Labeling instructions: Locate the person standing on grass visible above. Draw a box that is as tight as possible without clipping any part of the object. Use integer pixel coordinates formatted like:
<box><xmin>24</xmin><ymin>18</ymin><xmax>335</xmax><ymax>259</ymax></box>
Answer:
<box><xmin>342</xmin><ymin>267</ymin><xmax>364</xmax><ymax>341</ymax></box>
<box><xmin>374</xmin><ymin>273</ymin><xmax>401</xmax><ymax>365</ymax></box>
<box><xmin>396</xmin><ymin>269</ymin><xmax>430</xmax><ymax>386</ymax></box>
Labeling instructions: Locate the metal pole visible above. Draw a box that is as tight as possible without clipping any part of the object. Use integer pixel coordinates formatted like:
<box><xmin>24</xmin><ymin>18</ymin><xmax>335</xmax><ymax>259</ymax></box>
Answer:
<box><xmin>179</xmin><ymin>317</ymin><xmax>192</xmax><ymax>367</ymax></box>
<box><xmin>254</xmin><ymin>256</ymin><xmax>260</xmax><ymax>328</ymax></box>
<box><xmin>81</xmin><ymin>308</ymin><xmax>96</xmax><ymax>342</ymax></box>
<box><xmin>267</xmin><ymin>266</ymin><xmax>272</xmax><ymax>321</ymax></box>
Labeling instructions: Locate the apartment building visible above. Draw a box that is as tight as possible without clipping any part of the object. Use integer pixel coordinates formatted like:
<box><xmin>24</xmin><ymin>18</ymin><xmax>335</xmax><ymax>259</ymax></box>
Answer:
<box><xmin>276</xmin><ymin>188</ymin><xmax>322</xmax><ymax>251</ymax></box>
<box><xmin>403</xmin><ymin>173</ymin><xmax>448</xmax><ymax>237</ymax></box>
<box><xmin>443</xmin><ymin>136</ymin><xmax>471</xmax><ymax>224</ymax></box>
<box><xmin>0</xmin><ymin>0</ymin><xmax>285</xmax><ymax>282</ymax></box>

* * * *

• Work item: Within the listing above, copy each line that has the string "visible".

• Answer box:
Labeling instructions: Locate the person standing on grass visible above. Draw a box that is as tight as possible without clipping any part of the object. Use integer pixel coordinates formatted like:
Labeling instructions: Locate the metal pole visible above. Draw a box that is as tight as possible without clipping any part of the object. Use integer pixel coordinates formatted like:
Labeling instructions: Locate the apartment building visible above. Draw a box that is as tight as possible without clipping any part of the object. Use integer pixel coordinates formatted like:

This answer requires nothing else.